# Good SB loads



## fivehourfrenzy (Aug 12, 2007)

Here we go again, talking about the golden bullet, lol. This is about good loads to use in short-barreled handguns. Here are the problems we deal with:

1. Not enough barrel to produce a high muzzle velocity/energy. This translate into low terminal velocity/energy, which results in JHPs failing to expand.

2. To counteract the low velocities, we use a lighter bullet that will produce enough velocity to cause reliable expansion upon impacting the target. However, because of the lighter weight, there is decreased momentum, which can result in lack of penetration.

3. To achieve desired penetration, we move up to a heavier bullet. However, due to the increased weight, velocity is decreased to the point that the bullet will not reliably expand upon striking its target, and therefore will not create a larger wound channel that is desired and expected of modern JHPs and possibly will overpenetrate the target, thus functioning like FMJ hardball ammo.

So which do we choose? A fast, light bullet that will expand, but not have the necessary momentum to penetrate to the desired 12-16" depth? Or a slow, heavy bullet that will certainly have enough momentum to reliably penetrate to the 12-16" depth, but will have a drastically decreased chance of expansion, and can result in overpenetration (18+ inches)?

After doing some pretty extensive reading of reviews and ballistic tests, it seems Speer and Corbon have found the answer.

The Speer Gold Dot short-barrel load can be had in 124gr, 180gr, and 230gr in 9mm +P, .40S&W, and .45ACP, respectively. They have chosen loads on the heavy end of the spectrum for reliable penetration. However, the bullet designed has been modified to expand at lower velocities, typical of short-barreled handguns. Also, they load the SB Gold Dots with a faster burning powder to give additional velocity once it exits the muzzle out of a 3-4" barrel.

TO DO:
Carry the forum post on short-barrel handgun loads forward, picking up right after its final sentence.

Some entries:
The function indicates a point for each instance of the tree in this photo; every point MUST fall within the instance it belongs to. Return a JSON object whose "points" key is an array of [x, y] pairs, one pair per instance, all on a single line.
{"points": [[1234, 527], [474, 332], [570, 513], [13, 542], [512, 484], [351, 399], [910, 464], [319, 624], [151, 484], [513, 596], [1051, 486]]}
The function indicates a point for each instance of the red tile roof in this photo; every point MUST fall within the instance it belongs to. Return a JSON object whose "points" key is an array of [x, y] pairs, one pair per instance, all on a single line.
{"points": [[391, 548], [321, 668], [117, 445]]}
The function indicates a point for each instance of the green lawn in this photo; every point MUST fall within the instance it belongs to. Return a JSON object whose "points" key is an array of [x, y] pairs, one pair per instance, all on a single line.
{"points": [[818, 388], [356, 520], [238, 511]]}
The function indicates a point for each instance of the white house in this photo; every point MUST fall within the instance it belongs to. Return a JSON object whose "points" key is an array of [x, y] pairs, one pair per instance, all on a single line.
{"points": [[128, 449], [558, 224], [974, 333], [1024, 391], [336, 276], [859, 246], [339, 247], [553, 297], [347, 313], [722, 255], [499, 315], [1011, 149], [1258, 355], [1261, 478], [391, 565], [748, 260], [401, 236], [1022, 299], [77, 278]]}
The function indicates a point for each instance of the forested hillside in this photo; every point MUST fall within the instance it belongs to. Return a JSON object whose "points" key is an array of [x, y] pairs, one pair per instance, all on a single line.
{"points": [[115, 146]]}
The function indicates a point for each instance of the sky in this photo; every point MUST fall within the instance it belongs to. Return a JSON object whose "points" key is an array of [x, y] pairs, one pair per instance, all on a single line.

ANSWER FOR THE TASK:
Corbon's DPX (deep penetrating X-bullet by Barnes) is 100% copper, and is a solid, one-piece design. This eliminates core/jacket separation, as neither exist in the bullet. Because copper is lighter than lead, the bullet is longer than a typical JHP, so it is packed deeper into the casing. The longer bullet hypothetically could have better accuracy than typical JHPs as it has more surface area for the rifling to impart spin upon. Even after being fired through steel, wood, drywall, and glass, it has been shown to reliably penetrate 10% gelatin, and have extremely reliable and symmetrical expansion. It also retains virtually 100% of its weight as opposed to lead/copper composite bullets that tend to have core/jacket separate when passing through hard surfaces. The DPX utilizes loads on the lighter end of the spectrum for increased velocity to aid in expansion. The deep cavity allows the bullet to expand more quickly upon impact, and also aids in expansion at lower velocities, as its expansion threshold velocity was rated at 800fps. Although the DPX is a lighter bullet, its design and materials penetrate reliably in 4-layer denim tests, and even the lightweight 80gr .380ACP (not +P rated) penetrated 9" after passing through 4-layers of denim. The DPX is available in standard and high pressure loads, and all but the 225gr .45 Colt +P are loaded within SAAMI specifications.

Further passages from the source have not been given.